SET EXERCISE A:
List every line of the listing below that contains the string "tree", treating uppercase and lowercase letters as different.

EXCERPT TO READ:
_ _ _ _ _
Intro to Titanic Machine Learning Skill Builder
For this skill builder, we’ll be putting our machine learning hats on. We’ll be creating a model that predicts whether a passenger survived. With machine learning, there is a lot of jargon! It can be quite overwhelming at times. This skill builder attempts to keep things basic and simple. With that being said, there are some terms that are important to understand. Let’s look at the first few rows of our dataset before proceeding with the definitions.
The titanic dataset will be used for examples of each definition.
survived | pclass | sex | age | siblings_spouses_aboard | parents_children_aboard | fare |
---|---|---|---|---|---|---|
0 | 3 | 1 | 22 | 1 | 0 | 7.25 |
1 | 1 | 0 | 38 | 1 | 0 | 71.2833 |
1 | 3 | 0 | 26 | 0 | 0 | 7.925 |
1 | 1 | 0 | 35 | 1 | 0 | 53.1 |
0 | 3 | 1 | 35 | 0 | 0 | 8.05 |
Important Terms:
features
: measurable property of the object you’re trying to predict. We use this information to predict our target of interest.- Example: pclass, sex, age, siblings_spouses_aboard , parents_children_aboard, fare columns are all examples of different features.
_ _ _ _ _
DATASET CONTENT:
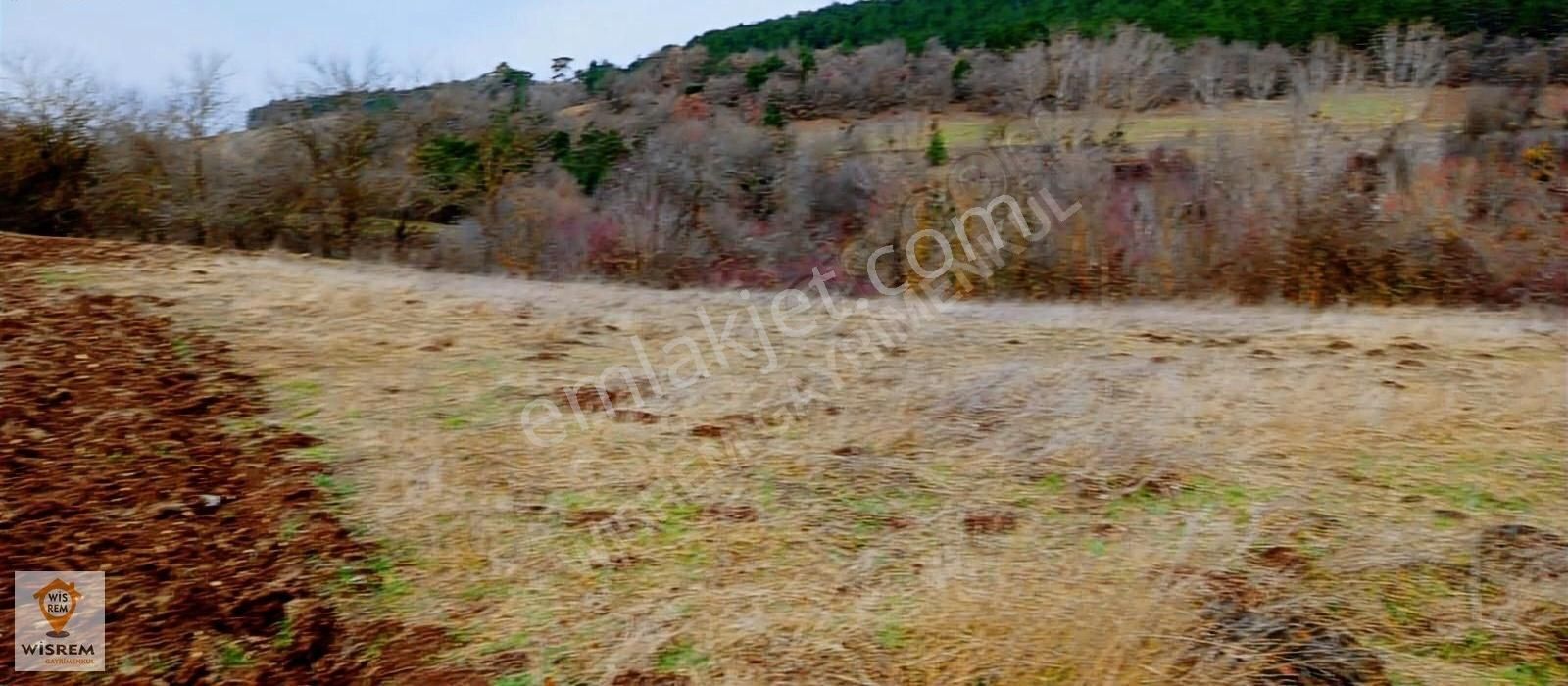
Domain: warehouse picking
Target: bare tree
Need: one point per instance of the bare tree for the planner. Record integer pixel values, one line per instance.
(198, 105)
_ _ _ _ _
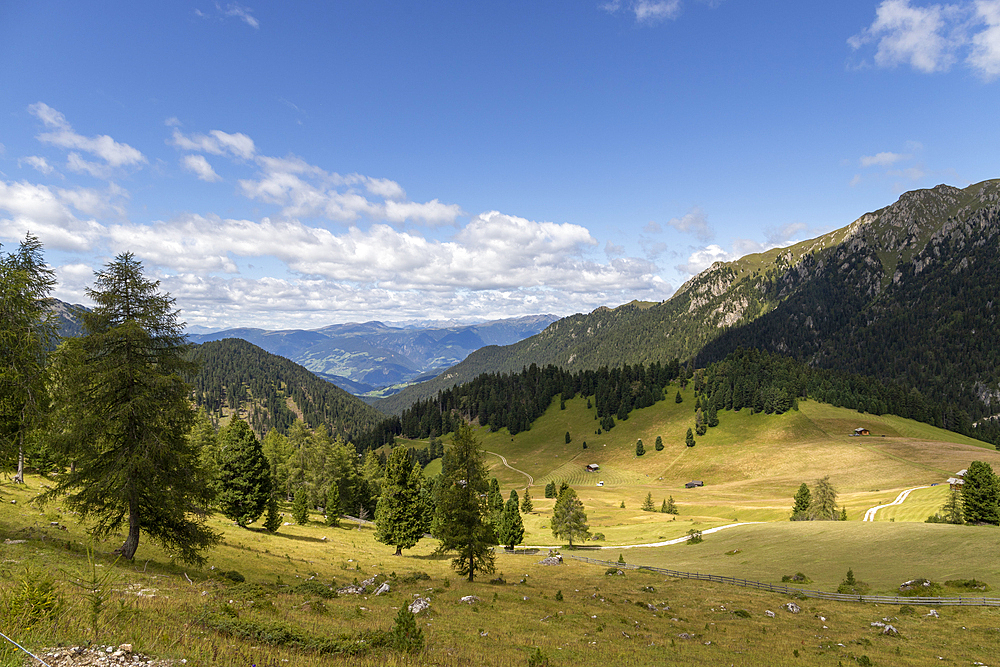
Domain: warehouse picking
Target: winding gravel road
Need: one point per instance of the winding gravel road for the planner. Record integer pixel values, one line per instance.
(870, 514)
_ _ _ _ _
SET EXERCISE B:
Reproduce the passage of the Titanic machine learning text above word for word, starting with "The titanic dataset" and going on through "of different features.".

EXERCISE RESPONSE A:
Target: bare tree
Need: one point per instance of the bare tree for the planner. Record integer pixel values, one line per instance.

EXERCISE RESPONSE B:
The titanic dataset will be used for examples of each definition.
survived | pclass | sex | age | siblings_spouses_aboard | parents_children_aboard | fare |
---|---|---|---|---|---|---|
0 | 3 | 1 | 22 | 1 | 0 | 7.25 |
1 | 1 | 0 | 38 | 1 | 0 | 71.2833 |
1 | 3 | 0 | 26 | 0 | 0 | 7.925 |
1 | 1 | 0 | 35 | 1 | 0 | 53.1 |
0 | 3 | 1 | 35 | 0 | 0 | 8.05 |
Important Terms:
features
: measurable property of the object you’re trying to predict. We use this information to predict our target of interest.- Example: pclass, sex, age, siblings_spouses_aboard , parents_children_aboard, fare columns are all examples of different features.